Bob Dylan continues to evade the film world's attempts to define him
When Timothée Chalamet gets out of the car in Manhattan at the start of A Complete Unknown, he’s already the iconic Bob Dylan—dressed from head to toe in corduroy that’s too big for him, a scarf that isn’t warm enough for the winter, and carrying little but a guitar case. The legendary troubadour, the Great American Poet, the heir presumptive to Woody Guthrie, and the Judas of the Folk Revival seemed to have appeared out of thin air.
The historiography of Bob Dylan is riddled with conflicting details, barely believable true events, actual legends, and outright lies. Part of why he remains a fascinating figure for aficionados (apart, of course, from his music, great stylistic turn after stylistic turn) is how hard he is to pin down, all while constantly remaining the same essential Dylan. But there is the Bob Dylan that exists in the enthusiast culture, and the amalgam Bob Dylan that exists in the broader pop culture of Boomer memories of the '60s. Indeed, while Dylan still remains a cultural force—with albums hitting the top of the U.S. Billboard charts and a 2016 Nobel Prize in Literature—even seemingly thorough attempts to investigate him through cinema have encased him in a tomb of his early years.

**REQUIRED WORK:**
a - Which prize did Dylan win in 2016, according to the Bob Dylan passage?
b - Reproduce the part of the Bob Dylan passage that opens with "The historiography of" and closes with "his early years.".

**PROVIDED RECORDS:**
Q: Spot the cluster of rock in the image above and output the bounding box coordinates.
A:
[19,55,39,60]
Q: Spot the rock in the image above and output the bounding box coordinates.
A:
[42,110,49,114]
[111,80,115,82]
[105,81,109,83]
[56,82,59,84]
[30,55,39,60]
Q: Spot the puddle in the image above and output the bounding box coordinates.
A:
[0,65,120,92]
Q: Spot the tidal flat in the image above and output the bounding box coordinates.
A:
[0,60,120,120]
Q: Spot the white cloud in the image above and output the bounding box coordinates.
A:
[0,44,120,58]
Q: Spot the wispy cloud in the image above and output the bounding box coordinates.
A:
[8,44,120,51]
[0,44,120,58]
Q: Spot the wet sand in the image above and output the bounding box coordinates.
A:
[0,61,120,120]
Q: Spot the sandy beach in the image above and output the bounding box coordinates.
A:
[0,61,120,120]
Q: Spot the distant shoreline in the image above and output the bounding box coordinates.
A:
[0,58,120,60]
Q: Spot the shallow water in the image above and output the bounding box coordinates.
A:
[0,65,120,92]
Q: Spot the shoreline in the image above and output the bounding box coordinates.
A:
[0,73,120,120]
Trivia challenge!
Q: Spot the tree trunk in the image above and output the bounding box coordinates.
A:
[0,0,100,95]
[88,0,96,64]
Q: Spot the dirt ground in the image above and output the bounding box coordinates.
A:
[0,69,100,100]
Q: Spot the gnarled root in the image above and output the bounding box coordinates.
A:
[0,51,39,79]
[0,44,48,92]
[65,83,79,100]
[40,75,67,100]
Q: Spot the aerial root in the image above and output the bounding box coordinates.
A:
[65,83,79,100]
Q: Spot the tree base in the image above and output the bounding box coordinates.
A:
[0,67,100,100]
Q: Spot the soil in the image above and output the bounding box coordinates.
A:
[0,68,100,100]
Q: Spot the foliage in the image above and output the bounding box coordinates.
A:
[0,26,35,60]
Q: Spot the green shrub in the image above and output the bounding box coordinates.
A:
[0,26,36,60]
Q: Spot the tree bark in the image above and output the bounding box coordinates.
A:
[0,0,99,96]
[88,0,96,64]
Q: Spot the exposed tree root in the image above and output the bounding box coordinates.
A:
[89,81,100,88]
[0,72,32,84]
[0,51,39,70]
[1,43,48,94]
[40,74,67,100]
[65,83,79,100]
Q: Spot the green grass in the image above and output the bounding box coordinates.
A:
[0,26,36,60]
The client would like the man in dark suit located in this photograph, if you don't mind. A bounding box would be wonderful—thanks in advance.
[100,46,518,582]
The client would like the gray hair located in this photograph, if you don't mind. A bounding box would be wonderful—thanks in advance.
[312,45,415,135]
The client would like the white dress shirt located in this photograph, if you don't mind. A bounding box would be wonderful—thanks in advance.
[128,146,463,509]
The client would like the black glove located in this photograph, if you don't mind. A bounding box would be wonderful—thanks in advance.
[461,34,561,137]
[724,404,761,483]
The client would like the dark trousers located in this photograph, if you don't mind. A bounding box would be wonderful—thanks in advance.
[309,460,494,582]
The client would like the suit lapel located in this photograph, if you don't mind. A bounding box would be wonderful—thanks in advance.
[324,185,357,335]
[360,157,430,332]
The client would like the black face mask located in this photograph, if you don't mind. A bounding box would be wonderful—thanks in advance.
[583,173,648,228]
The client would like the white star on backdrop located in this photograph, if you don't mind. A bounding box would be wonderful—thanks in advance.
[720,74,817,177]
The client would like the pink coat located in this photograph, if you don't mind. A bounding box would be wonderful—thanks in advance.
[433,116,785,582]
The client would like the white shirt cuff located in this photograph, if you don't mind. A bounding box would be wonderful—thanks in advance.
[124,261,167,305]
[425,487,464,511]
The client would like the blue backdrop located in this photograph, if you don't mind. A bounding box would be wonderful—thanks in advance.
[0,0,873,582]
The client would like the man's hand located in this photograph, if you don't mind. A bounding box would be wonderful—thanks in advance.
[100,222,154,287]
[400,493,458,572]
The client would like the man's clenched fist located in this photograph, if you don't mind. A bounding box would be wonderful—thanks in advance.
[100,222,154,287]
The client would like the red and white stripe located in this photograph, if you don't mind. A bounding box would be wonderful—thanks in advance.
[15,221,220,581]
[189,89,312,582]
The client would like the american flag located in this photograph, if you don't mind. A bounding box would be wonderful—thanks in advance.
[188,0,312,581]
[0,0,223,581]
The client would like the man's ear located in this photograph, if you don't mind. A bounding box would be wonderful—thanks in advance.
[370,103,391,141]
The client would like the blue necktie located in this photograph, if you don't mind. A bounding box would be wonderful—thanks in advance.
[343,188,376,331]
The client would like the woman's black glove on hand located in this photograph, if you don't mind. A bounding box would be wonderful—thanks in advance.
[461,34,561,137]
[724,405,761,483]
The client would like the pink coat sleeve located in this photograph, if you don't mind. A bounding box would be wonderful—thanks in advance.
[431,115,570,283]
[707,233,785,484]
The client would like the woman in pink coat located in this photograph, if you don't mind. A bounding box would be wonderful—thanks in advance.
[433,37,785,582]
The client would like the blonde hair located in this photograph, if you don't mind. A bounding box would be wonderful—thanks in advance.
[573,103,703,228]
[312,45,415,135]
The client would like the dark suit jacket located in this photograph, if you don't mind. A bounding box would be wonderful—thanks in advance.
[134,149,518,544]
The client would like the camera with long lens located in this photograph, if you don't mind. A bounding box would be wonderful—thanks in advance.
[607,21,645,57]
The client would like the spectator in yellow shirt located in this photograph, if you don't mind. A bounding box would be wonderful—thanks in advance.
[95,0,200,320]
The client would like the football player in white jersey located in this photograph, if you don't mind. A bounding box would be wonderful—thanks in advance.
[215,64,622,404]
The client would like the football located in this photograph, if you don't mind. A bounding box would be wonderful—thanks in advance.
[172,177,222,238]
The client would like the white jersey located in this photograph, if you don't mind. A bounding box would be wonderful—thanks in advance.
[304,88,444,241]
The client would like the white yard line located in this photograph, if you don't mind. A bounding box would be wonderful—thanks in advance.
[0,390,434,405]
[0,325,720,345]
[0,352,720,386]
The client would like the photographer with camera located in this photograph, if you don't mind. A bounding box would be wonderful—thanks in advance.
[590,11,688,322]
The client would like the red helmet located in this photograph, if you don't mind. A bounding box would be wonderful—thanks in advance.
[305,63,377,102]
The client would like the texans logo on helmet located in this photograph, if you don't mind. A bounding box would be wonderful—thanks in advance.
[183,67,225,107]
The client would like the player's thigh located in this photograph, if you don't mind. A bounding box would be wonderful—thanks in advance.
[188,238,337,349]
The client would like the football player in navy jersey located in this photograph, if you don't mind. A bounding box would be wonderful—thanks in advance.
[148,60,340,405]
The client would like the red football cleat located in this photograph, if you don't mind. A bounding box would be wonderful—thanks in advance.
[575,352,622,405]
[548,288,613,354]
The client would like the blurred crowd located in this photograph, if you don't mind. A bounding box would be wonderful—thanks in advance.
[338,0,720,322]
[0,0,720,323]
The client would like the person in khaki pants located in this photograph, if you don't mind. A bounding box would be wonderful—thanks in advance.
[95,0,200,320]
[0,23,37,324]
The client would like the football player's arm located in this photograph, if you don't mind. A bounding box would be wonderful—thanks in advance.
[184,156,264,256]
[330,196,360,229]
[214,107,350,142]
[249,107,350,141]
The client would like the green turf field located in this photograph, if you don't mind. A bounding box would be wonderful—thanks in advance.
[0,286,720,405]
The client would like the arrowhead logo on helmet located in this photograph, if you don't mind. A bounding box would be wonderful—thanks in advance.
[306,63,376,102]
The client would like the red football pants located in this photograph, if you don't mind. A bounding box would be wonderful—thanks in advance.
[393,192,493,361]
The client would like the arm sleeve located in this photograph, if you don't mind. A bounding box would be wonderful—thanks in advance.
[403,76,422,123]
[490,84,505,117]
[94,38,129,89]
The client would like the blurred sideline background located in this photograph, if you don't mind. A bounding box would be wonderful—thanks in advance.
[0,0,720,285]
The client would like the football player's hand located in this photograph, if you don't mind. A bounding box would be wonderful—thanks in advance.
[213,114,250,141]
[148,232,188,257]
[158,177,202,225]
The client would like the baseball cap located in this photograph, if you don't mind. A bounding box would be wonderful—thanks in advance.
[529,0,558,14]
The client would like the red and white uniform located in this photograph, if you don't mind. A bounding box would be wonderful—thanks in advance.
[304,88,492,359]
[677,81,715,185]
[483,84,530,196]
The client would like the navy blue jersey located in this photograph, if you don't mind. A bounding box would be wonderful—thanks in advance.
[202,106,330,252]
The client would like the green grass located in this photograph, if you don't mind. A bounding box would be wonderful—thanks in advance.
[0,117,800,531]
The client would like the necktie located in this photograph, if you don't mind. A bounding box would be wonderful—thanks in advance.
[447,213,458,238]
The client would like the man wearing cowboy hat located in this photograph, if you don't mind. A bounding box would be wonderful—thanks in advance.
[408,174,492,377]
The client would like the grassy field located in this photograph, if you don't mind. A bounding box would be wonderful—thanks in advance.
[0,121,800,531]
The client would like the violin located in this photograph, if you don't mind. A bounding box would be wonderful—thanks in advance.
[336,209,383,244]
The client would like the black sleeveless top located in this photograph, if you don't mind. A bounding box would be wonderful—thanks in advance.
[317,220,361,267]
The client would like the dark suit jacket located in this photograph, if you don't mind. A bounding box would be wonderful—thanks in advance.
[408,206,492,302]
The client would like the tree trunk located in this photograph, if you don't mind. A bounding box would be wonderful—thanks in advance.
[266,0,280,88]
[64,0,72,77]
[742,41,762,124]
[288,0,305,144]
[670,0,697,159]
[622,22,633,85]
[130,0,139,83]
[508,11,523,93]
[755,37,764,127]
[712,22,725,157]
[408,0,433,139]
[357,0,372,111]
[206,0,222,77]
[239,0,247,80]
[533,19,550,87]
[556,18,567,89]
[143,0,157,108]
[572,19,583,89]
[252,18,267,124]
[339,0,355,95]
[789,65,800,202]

**ANSWERS BELOW:**
a - The Nobel Prize in Literature.

b -
The historiography of Bob Dylan is riddled with conflicting details, barely believable true events, actual legends, and outright lies. Part of why he remains a fascinating figure for aficionados (apart, of course, from his music, great stylistic turn after stylistic turn) is how hard he is to pin down, all while constantly remaining the same essential Dylan. But there is the Bob Dylan that exists in the enthusiast culture, and the amalgam Bob Dylan that exists in the broader pop culture of Boomer memories of the '60s. Indeed, while Dylan still remains a cultural force—with albums hitting the top of the U.S. Billboard charts and a 2016 Nobel Prize in Literature—even seemingly thorough attempts to investigate him through cinema have encased him in a tomb of his early years.